[Records contained in a dataset]
◆ ◆ ◆ ◆ ◆
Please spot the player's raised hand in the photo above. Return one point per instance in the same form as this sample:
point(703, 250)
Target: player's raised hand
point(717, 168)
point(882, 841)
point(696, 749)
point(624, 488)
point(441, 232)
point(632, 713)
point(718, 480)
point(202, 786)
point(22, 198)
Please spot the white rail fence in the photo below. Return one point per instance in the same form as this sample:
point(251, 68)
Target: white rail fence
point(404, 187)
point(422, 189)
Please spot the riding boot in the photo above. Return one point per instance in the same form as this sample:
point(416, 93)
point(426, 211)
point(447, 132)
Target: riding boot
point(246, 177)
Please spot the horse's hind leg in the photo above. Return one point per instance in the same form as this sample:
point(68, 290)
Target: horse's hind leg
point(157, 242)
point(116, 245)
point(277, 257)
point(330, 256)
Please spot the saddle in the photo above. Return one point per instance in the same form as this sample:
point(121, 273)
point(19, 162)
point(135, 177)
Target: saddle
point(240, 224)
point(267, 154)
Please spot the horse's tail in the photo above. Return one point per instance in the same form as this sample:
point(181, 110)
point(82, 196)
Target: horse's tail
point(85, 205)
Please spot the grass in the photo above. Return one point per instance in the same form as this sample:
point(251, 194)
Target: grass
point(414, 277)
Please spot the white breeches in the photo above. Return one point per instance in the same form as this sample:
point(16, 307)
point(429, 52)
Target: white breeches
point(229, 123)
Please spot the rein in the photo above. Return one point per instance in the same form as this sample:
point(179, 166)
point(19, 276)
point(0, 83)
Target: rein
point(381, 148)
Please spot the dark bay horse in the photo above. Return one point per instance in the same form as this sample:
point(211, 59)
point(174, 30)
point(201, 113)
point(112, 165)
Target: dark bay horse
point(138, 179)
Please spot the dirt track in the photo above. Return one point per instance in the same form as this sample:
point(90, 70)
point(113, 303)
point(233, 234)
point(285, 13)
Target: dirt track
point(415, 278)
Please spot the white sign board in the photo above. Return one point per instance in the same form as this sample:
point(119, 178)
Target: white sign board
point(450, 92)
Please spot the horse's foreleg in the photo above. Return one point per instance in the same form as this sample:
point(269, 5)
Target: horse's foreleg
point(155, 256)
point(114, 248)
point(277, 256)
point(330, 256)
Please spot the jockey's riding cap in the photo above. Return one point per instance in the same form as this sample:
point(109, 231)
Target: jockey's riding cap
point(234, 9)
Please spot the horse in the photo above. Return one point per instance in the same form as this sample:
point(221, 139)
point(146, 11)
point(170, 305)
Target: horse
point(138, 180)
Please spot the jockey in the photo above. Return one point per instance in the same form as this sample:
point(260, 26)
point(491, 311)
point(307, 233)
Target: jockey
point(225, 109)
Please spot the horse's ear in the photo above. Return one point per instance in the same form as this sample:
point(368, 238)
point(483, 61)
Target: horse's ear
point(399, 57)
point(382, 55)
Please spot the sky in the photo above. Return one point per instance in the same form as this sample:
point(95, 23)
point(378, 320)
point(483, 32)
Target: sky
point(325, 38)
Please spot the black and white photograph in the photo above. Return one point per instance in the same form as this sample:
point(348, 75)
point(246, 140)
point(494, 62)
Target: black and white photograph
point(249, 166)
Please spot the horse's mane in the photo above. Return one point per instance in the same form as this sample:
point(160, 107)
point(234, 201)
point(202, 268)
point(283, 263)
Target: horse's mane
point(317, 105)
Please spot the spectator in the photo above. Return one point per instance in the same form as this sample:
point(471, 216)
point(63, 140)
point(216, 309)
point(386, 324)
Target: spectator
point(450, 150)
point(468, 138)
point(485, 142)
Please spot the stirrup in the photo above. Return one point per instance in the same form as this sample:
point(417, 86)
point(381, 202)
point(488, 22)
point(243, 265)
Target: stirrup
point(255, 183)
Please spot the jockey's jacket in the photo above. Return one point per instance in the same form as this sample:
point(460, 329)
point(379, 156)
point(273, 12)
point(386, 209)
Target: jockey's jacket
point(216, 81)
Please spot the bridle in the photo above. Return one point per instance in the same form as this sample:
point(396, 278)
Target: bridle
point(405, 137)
◆ ◆ ◆ ◆ ◆
Exercise details: Line by line, copy the data above.

Exercise solution:
Please spot the player's raised hand in the photo above. Return one point per instance in the same form as this sample:
point(703, 250)
Target: player's raised hand
point(717, 168)
point(882, 841)
point(696, 749)
point(624, 488)
point(441, 232)
point(632, 713)
point(718, 480)
point(202, 786)
point(22, 198)
Please spot the white rail fence in the photo below. Return one point per instance in the same form as this sample:
point(251, 68)
Target: white rail fence
point(404, 187)
point(422, 189)
Please spot the riding boot in the photo above. Return one point per instance in the same form as this sample:
point(416, 93)
point(426, 211)
point(447, 132)
Target: riding boot
point(246, 177)
Please spot the horse's hind leg in the photo above. Return one point per instance in the same form as this sample:
point(68, 290)
Target: horse's hind leg
point(157, 242)
point(116, 245)
point(277, 257)
point(330, 256)
Please spot the saddle in the photo above. Return one point per instance in the same form as this sample:
point(121, 273)
point(19, 162)
point(135, 177)
Target: saddle
point(240, 224)
point(267, 154)
Please spot the horse's tail in the photo above. Return one point per instance in the same form as this sample:
point(181, 110)
point(82, 196)
Target: horse's tail
point(85, 205)
Please spot the grass in the photo above. Return one point per instance in the same form as this sample:
point(251, 194)
Target: grass
point(414, 277)
Please spot the white breeches in the photo above. Return one point per instance in the same form as this sample:
point(16, 307)
point(429, 52)
Target: white breeches
point(229, 123)
Please spot the rein in the photo above. Return one point per instance in the same form as this sample:
point(179, 166)
point(19, 276)
point(0, 83)
Target: rein
point(381, 148)
Please spot the dark bay horse in the photo above. Return one point per instance in the same form as this sample:
point(211, 59)
point(174, 30)
point(201, 113)
point(112, 165)
Target: dark bay horse
point(138, 179)
Please spot the dirt track in the photo above. Return one point per instance in the same form as this sample:
point(90, 70)
point(113, 303)
point(233, 234)
point(285, 13)
Target: dirt track
point(415, 278)
Please spot the white sign board in the photo above. Return one point per instance in the same form as this sample:
point(119, 178)
Target: white sign board
point(450, 92)
Please spot the horse's foreleg in the photo above. Return one point per instance in the same form as this sample:
point(269, 5)
Target: horse's foreleg
point(155, 256)
point(114, 248)
point(277, 256)
point(330, 256)
Please spot the jockey's riding cap in the photo above. Return one point per instance in the same form as this sample:
point(109, 231)
Target: jockey's riding cap
point(234, 9)
Please spot the horse in the photo above. Return one point per instance in the same form as this sample:
point(221, 139)
point(146, 11)
point(170, 305)
Target: horse
point(138, 180)
Please spot the jockey in the photo above. Return one point per instance in the same form as this sample:
point(260, 26)
point(491, 311)
point(307, 233)
Target: jockey
point(225, 109)
Please spot the horse's ear in the photo above. Return one point per instance in the same form as this sample:
point(368, 238)
point(483, 61)
Target: horse's ear
point(399, 57)
point(382, 55)
Please spot the sky in the photo above. Return one point per instance in the same form as this sample:
point(95, 23)
point(378, 320)
point(483, 32)
Target: sky
point(325, 38)
Please spot the black and white photograph in the photo above. Return one point per instance in the same form as this sample:
point(348, 75)
point(246, 140)
point(494, 62)
Target: black and white photograph
point(249, 166)
Please spot the horse's mane in the photo above. Return one point per instance in the same form as this sample:
point(160, 107)
point(234, 201)
point(202, 268)
point(283, 263)
Target: horse's mane
point(317, 105)
Please spot the spectator in the photo above. Return one point per instance in the same form as this sample:
point(471, 216)
point(63, 140)
point(216, 309)
point(386, 324)
Target: spectator
point(450, 150)
point(468, 138)
point(485, 142)
Please spot the stirrup in the photo above. Return one point per instance in the same form as this sample:
point(417, 86)
point(381, 202)
point(488, 22)
point(243, 265)
Target: stirrup
point(255, 183)
Please spot the jockey's jacket in the photo above. Return one point per instance in the same form as this sample:
point(460, 329)
point(379, 156)
point(273, 12)
point(386, 209)
Target: jockey's jacket
point(216, 81)
Please spot the bridle in the photo above. Return one point per instance in the same form as this sample:
point(396, 278)
Target: bridle
point(405, 137)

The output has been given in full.